[Text under study Boundary: Start]
Netflix has put out some stellar content this year: The Haunting of Hill House managed to be utterly terrifying and desperately moving at the same time; Russian Doll was a fascinating, intelligent and funny mind-trip featuring a phenomenal performance by creator Natasha Lyonne; and Unbelievable was an incredibly well-written and performed piece of drama about the difficult subject of rape.

Back on home turf, I was very sad to see Catastrophe come to an end, but writer-stars Sharon Horgan and Rob Delaney turned in the best season yet – a hilarious, insightful and poignant farewell to two of TV’s best characters.

 

James Bell

Features Editor, Sight & Sound (UK)

Chernobyl

Succession (Season 2)

Back to Life

Stath Lets Flats

Fleabag (Season 2)

 

Nick Bradshaw

Fleabag (Season 2)

Succession (Season 2)

Motherland (Season 2)

Catastrophe (Season 4)
[Text under study Boundary: End]
## Requirement A
Extract the passage of the TV picks text from "Netflix has put" to "TV’s best characters.".
## Requirement B
Answer these questions from the TV picks text:
(i) Who created Russian Doll?
(ii) Which writer-stars made Catastrophe?
(iii) What position does James Bell hold?
## Requirement C
Continue the TV picks text from its final entry.
[Provided information Boundary: Start]
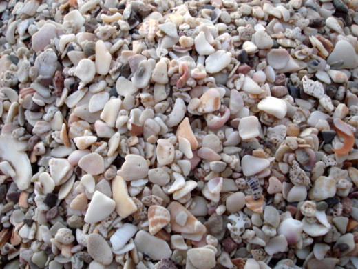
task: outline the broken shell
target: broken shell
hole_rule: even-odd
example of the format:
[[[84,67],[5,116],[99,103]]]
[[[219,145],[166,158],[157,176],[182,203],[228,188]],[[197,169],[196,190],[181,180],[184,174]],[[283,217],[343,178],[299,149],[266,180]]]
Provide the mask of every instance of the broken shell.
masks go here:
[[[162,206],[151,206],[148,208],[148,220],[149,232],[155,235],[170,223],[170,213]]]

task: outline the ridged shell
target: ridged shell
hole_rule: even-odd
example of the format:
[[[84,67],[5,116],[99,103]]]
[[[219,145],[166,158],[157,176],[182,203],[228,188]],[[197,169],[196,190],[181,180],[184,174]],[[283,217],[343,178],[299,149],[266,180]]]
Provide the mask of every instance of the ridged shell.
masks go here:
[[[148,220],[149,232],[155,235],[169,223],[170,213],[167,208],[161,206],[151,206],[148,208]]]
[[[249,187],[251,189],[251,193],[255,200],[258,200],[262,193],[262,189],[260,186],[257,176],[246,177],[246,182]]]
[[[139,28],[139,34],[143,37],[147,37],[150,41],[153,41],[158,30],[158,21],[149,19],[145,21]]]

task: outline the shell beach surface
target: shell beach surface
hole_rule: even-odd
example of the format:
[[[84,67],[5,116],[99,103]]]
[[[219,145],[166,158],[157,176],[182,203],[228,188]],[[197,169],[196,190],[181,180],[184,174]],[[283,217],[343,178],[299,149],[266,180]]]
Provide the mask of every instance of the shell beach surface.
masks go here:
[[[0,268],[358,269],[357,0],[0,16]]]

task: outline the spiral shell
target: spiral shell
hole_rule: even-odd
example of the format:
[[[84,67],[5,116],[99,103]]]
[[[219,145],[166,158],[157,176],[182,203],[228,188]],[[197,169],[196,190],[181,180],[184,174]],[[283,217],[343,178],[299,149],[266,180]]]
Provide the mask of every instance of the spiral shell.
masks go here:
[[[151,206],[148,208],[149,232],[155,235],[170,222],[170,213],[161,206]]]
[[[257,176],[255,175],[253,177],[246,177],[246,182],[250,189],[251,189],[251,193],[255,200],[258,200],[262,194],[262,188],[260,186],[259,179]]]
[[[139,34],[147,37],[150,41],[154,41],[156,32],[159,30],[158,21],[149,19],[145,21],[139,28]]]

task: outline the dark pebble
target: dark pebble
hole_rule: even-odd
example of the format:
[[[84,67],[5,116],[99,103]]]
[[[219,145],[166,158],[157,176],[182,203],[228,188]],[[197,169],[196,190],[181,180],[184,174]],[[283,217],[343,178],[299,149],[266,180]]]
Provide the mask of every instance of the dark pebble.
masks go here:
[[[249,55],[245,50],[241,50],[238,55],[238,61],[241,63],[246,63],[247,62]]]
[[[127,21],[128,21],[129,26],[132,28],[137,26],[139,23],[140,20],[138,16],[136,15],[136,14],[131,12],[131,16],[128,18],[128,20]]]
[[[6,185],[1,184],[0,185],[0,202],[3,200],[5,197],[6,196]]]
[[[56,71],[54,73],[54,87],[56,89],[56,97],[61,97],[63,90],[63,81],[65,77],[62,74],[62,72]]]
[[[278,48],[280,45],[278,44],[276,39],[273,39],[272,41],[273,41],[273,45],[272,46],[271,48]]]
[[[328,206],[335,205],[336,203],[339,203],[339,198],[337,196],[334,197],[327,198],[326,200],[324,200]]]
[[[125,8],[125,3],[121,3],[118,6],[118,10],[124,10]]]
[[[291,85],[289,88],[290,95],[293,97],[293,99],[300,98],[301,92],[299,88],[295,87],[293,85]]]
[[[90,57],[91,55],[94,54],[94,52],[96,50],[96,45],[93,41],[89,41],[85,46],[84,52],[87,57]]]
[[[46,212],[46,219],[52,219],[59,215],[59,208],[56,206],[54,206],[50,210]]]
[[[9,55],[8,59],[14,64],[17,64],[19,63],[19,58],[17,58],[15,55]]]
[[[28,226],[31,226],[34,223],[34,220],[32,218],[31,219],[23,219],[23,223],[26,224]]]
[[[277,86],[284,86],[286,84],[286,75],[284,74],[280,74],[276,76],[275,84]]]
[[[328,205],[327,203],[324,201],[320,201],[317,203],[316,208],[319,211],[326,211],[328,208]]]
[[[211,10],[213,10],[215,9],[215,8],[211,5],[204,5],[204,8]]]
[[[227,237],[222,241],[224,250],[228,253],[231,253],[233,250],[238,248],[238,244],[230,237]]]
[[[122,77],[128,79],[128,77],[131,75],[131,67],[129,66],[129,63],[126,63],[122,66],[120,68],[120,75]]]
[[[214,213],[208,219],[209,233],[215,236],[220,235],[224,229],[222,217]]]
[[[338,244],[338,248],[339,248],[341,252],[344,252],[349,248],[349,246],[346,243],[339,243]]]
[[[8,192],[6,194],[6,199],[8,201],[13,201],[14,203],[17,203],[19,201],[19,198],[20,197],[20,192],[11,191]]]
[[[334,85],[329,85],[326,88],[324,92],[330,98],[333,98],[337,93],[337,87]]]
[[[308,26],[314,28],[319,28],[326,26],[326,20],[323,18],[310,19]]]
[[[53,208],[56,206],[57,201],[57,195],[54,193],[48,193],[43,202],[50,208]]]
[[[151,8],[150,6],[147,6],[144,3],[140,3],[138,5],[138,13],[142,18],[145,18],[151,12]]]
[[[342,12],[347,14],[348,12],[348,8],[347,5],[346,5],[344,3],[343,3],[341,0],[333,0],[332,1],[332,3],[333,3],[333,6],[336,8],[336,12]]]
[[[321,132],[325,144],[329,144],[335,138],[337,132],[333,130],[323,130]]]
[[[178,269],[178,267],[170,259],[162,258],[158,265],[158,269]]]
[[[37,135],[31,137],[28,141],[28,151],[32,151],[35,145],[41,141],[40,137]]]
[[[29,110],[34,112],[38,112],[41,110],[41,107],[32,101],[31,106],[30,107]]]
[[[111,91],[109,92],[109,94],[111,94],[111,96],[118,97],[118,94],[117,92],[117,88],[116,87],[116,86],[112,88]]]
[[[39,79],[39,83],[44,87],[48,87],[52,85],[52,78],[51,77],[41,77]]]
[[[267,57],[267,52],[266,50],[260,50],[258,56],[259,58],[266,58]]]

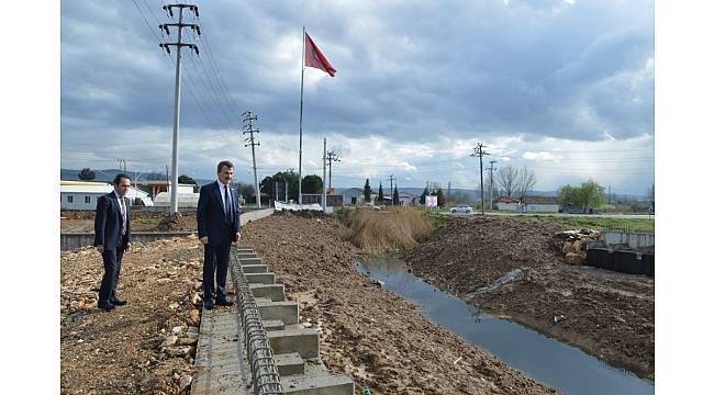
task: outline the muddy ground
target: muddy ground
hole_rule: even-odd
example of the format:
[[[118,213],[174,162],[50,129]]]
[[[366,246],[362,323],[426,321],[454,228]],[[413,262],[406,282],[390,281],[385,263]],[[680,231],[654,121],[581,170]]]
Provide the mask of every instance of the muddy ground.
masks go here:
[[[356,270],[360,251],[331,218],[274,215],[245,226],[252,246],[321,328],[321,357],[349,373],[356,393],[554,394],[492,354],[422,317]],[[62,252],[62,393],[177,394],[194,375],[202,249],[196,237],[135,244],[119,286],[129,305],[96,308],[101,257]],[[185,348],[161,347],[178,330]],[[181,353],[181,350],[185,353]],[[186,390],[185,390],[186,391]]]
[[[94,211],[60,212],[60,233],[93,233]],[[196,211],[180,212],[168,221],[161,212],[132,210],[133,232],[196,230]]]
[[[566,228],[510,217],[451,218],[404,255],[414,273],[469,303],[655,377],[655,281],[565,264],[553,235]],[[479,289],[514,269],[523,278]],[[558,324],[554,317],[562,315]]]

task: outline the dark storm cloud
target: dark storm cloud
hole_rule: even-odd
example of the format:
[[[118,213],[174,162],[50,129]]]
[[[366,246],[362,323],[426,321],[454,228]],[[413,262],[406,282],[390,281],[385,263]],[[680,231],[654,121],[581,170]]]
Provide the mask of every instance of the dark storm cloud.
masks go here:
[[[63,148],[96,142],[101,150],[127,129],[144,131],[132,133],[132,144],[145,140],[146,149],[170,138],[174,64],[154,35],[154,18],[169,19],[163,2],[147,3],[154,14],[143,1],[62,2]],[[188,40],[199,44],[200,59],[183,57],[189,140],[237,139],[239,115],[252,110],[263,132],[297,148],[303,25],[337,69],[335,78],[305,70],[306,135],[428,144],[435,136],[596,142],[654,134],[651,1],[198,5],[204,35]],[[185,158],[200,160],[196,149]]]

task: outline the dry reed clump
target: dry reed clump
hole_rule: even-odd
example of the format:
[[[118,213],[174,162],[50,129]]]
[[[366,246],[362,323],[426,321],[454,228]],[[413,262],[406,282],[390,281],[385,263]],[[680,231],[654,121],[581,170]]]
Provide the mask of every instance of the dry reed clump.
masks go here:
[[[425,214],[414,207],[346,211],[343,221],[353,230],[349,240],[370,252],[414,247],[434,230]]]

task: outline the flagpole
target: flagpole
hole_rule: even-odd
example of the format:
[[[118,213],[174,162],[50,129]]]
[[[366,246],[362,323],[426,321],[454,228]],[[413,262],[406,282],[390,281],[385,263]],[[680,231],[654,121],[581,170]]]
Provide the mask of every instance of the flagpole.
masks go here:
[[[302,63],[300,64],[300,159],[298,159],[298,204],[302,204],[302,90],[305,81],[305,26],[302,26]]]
[Provided information Boundary: End]
[Provided information Boundary: Start]
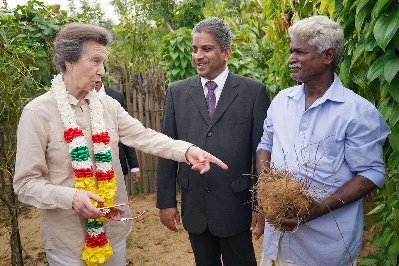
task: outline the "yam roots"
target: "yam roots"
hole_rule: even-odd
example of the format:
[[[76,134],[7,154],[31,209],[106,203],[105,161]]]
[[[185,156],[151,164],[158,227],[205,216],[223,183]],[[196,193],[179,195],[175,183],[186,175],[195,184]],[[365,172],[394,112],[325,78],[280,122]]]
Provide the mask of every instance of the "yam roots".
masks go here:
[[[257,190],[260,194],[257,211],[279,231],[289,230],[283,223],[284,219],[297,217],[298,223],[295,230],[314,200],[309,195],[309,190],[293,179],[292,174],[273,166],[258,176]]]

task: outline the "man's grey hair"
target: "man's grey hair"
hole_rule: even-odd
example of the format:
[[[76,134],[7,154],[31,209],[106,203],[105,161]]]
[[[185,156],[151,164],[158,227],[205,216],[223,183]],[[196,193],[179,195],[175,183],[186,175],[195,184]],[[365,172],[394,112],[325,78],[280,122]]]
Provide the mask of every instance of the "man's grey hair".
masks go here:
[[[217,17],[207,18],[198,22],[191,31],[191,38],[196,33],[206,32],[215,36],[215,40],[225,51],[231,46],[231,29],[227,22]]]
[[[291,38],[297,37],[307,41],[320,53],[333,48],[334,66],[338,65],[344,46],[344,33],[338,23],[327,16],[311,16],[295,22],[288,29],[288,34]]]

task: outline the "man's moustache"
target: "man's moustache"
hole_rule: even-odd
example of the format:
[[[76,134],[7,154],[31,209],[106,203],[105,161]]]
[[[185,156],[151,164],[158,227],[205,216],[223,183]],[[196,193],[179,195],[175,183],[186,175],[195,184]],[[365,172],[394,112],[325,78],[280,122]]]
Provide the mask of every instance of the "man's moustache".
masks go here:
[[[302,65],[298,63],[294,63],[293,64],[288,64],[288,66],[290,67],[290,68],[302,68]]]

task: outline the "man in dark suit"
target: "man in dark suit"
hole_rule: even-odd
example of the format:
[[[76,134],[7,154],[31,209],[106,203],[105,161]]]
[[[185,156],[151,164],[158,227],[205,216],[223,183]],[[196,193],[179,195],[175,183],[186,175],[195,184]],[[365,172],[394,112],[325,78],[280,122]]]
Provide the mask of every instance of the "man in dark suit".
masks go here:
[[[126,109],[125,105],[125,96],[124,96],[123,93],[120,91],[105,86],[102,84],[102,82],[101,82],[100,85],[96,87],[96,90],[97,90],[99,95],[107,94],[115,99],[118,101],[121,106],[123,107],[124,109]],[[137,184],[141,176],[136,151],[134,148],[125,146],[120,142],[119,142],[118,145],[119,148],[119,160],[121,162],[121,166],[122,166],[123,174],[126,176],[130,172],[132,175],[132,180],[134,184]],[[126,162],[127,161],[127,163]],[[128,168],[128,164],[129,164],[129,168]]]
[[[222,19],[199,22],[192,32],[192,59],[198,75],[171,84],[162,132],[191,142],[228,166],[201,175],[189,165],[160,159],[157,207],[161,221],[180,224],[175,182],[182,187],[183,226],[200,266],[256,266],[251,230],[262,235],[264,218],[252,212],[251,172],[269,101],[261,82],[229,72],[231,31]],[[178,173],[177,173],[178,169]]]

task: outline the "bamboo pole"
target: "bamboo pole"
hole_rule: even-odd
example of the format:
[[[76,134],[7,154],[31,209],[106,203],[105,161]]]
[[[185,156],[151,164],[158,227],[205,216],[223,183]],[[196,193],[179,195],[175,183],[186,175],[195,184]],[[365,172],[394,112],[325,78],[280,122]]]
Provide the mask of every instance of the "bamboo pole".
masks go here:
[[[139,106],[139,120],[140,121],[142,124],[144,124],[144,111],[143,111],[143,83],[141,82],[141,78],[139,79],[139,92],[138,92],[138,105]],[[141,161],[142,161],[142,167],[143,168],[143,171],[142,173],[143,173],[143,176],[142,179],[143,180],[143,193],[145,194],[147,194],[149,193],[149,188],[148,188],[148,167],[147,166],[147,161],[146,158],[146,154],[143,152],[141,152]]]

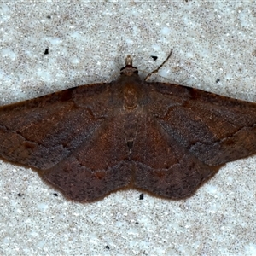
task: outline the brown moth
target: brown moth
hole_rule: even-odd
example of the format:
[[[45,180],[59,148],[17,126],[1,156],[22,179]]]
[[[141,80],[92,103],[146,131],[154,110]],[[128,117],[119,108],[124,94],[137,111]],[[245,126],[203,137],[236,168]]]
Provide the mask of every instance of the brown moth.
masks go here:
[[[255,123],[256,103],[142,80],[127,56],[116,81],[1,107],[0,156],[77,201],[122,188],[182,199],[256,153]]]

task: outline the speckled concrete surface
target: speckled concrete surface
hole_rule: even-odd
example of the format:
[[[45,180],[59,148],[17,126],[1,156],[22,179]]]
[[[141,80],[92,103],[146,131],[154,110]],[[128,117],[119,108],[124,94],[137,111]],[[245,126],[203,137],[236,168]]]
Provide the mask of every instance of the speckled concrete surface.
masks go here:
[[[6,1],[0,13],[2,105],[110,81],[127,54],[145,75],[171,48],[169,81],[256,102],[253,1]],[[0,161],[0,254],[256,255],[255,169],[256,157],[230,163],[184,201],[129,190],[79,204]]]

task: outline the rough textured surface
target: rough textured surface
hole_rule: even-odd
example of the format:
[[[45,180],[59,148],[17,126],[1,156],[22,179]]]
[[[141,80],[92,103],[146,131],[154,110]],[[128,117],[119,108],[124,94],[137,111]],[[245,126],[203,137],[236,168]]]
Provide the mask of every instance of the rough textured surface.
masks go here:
[Provided information Boundary: End]
[Provided information Boundary: Start]
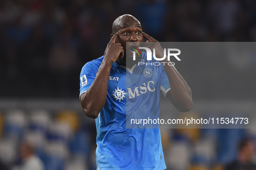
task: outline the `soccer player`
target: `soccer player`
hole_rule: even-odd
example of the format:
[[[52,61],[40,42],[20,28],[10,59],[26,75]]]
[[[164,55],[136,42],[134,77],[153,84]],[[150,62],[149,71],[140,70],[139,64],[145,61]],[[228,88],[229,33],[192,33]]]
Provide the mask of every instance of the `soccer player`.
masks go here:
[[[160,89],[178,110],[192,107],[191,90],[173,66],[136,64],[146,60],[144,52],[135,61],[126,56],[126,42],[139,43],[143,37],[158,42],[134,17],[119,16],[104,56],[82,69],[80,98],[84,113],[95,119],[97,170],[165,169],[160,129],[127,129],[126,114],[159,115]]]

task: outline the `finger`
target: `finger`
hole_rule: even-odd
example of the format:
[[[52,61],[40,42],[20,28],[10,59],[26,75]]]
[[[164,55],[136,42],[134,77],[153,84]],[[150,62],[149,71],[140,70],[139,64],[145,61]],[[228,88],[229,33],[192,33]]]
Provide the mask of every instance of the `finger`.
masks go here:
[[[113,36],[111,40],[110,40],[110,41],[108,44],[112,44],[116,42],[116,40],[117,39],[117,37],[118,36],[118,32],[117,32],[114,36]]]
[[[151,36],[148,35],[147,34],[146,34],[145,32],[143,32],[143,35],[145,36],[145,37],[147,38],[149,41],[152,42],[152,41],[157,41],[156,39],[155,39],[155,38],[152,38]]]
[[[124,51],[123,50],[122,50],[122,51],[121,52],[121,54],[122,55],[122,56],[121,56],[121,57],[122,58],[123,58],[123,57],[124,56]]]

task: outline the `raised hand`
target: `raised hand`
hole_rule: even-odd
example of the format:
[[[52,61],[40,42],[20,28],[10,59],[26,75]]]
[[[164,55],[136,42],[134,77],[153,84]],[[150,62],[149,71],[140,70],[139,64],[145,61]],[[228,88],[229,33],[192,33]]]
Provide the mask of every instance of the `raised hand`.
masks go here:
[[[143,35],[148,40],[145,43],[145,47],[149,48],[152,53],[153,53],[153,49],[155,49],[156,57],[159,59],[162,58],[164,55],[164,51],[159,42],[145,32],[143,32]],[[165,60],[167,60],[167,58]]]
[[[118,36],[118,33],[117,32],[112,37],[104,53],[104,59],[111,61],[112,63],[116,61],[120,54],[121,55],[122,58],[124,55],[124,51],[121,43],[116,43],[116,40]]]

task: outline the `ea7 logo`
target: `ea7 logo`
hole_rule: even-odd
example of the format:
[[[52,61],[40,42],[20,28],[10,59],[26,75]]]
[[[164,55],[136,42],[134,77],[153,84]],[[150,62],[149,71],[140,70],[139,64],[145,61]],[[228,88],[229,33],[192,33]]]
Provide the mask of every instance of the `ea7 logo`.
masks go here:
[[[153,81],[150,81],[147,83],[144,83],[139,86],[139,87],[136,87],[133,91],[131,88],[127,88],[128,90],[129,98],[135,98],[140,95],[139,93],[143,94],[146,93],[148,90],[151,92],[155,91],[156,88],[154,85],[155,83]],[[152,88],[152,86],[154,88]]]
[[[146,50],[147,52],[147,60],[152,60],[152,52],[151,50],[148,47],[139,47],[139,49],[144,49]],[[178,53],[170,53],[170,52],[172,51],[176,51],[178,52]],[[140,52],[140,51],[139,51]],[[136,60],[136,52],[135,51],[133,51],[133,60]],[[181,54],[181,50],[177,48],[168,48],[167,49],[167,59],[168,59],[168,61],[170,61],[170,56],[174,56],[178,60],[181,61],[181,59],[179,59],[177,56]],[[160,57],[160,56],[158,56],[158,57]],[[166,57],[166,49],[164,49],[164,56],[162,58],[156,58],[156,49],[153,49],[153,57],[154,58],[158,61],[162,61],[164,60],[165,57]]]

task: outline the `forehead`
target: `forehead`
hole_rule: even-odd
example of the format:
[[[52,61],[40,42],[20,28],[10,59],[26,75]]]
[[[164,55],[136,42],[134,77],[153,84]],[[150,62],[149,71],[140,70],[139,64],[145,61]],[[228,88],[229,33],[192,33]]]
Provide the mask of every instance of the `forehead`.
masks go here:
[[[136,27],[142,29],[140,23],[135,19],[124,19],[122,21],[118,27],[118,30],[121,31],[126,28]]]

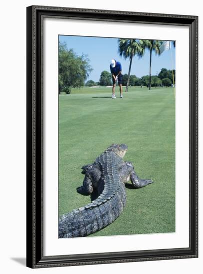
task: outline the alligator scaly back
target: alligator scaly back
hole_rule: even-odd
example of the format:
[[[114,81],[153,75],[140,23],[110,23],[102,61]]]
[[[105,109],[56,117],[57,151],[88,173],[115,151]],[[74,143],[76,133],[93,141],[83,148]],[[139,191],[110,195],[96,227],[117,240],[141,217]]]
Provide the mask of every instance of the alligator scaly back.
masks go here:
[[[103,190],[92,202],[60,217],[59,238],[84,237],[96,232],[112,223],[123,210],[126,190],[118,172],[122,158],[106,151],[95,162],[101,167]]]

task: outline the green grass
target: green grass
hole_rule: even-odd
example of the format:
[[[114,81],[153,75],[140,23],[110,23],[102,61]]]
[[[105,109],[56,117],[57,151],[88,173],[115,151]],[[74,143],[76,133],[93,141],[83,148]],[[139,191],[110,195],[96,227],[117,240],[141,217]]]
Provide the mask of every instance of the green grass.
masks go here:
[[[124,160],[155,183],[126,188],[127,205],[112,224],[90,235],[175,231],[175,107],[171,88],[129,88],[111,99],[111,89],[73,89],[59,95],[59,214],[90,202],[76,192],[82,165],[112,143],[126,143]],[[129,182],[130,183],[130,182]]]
[Provided information Boundary: End]
## Answer space A
Netflix has put out some stellar content this year: The Haunting of Hill House managed to be utterly terrifying and desperately moving at the same time; Russian Doll was a fascinating, intelligent and funny mind-trip featuring a phenomenal performance by creator Natasha Lyonne; and Unbelievable was an incredibly well-written and performed piece of drama about the difficult subject of rape.

Back on home turf, I was very sad to see Catastrophe come to an end, but writer-stars Sharon Horgan and Rob Delaney turned in the best season yet – a hilarious, insightful and poignant farewell to two of TV’s best characters.

## Answer space B
(i) Natasha Lyonne
(ii) Sharon Horgan and Rob Delaney
(iii) Features Editor, Sight & Sound (UK)

## Answer space C
Chernobyl (Season 2)

 

Scott Bryan

TV critic and broadcaster, UK

Chernobyl

Fleabag (Season 2)

The End of the F**king World (Season 2)

Succession (Season 2)

Giri/Haji

This year has been a phenomenal year of television. Narrowing down a list of shows to even ten was of great difficulty, let alone five.

Then there’s the fact that Chernobyl, a haunting drama looking at what caused the 1986 nuclear disaster, is not just the best show of this year but one of the best I’ve ever seen. It floored me – the accuracy, the characters, how the storyline reveals itself even more richly the second time you watch. And its message: that lies are just debts to the truth and the truth will always out in the end, but those who benefit from its outing are not the same people who suffered the consequences of all the lies.

 

Steve Bryant

BFI TV Archive curator (UK)

Fleabag (Season 2)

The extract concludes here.